─── Quoted passage
I am a Refugee: Reflections of a Missionary Leaving Ukraine, Part 2
April 2022

The following was written on March 7, 2022 and published as a SEND U BlogSEND U, SEND International's training and development focus, is a place and a forum for sharing resources, training opportunities and ideas broadly within SEND.

So how does my faith help me deal with my new status as a war refuge? I am still processing this new reality, and so my answer will be very incomplete. 

Reminder that we long for a country of our own 

First of all, this is a reminder to me that we are foreigners and aliens in this world (1 Peter 2:11, Hebrews 11:13). In our 35 years of cross-cultural ministry, we have left homes and ministries several times before. We spent ten years in the Philippines before relocating to Russia. Then after another ten years in Russia, we moved to Ukraine. But this is the first time that we are leaving without knowing what our destination and future ministry location will be. 

I admit that I had become very comfortable in Ukraine. Life was relatively predictable, convenient, inexpensive, and safe. It was a wonderful base for my global training ministry. 

But our citizenship is in the kingdom of God (Eph 2:19, Philippians 3:20). Our new refugee status reminds us that we long for another country, a realm where we really belong and which God is preparing for us (Heb 11:14-16). 

"All these people were still living by faith when they died. They did not receive the things promised; they only saw them and welcomed them from a distance, admitting that they were foreigners and strangers on earth. People who say such things show that they are looking for a country of their own. If they had been thinking of the country they had left, they would have had opportunity to return. Instead, they were longing for a better country—a heavenly one. Therefore God is not ashamed to be called their God, for he has prepared a city for them." - Hebrews 11:13-16 

Recognition that God has been preparing me for this 

Secondly, our new status as war refugees comes with a growing recognition that God has been preparing me for this. Everyone’s journey and story will be somewhat different. But I can now see that God has been uniquely preparing me for this crisis.
──────
─── Listed records
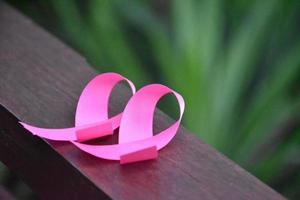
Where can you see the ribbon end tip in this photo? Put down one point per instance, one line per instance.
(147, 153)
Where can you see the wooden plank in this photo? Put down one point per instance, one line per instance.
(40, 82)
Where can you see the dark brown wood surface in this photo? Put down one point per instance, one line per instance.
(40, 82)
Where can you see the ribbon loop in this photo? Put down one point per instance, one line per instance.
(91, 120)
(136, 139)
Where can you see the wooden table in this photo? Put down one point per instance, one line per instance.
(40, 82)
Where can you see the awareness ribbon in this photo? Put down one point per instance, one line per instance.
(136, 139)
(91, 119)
──────
─── Listed records
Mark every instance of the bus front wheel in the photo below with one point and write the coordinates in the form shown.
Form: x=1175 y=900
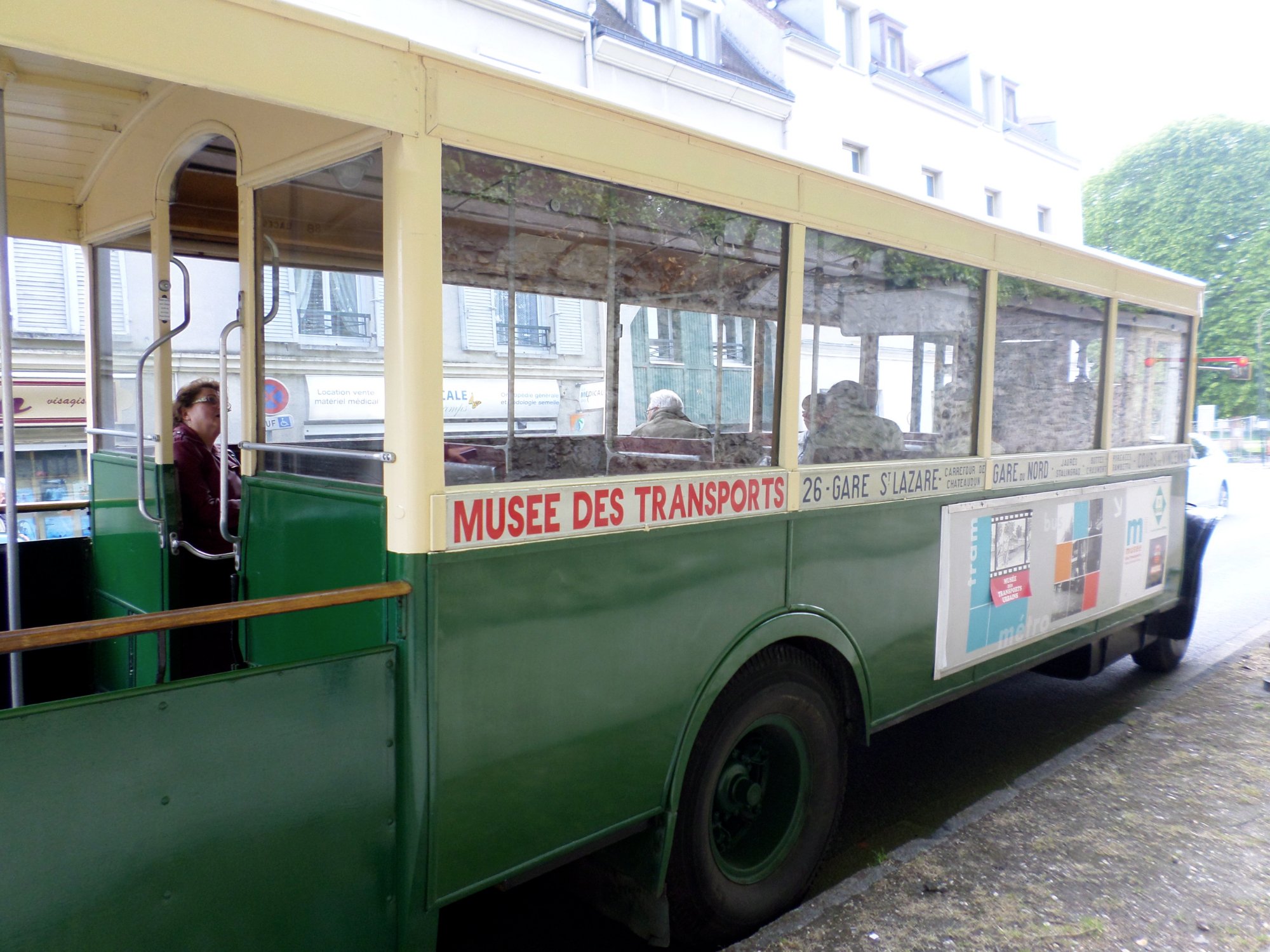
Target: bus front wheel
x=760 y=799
──────
● **Work to be completed**: Continue the reflection on leaving Ukraine from the point where it stops. The material is separate from the reflection on leaving Ukraine and stands on its own.

● **Result of this task**:
In 2020, we were stuck in Taiwan for 5 months, unable to return to our home in Ukraine due to the pandemic. We adapted and developed new ministries during that time. Maybe that time in Taiwan was part of God’s preparing us for what is happening today. 

Then God has been teaching me through my own research and writing. Over the past 15 years, I have added a great number of Bible notes and journal entries in my Bible software program. All of these notes and journal entries are tagged with various biblical themes. Recently I discovered that “suffering” was my fourth most common tag. This has been a theme that I have seen over and over again through the Scriptures, often in relationship to the cost of discipleship. 

Furthermore, I just finished a blog series on resilience. Now I have an opportunity to practice what I learned about becoming more resilient! 

Warnings strengthen resolve 

A couple of days ago, I reflected on how Jesus repeatedly warned the disciples of what was going to happen to him as he headed toward the cross. Similarly, the Holy Spirit repeatedly warned Paul that prison and hardships were facing him (Acts 20:23). But these warnings only strengthened Paul’s resolve to keep running the race and complete the task Christ had given him. 

“And now, compelled by the Spirit, I am going to Jerusalem, not knowing what will happen to me there. I only know that in every city the Holy Spirit warns me that prison and hardships are facing me. However, I consider my life worth nothing to me; my only aim is to finish the race and complete the task the Lord Jesus has given me—the task of testifying to the good news of God’s grace."
Acts 20:22-24 

God provides warnings of coming hardships to prepare us. These warnings are not meant to terrify us but to strengthen us. They help to shape our expectations of what the “normal Christian life” will look like.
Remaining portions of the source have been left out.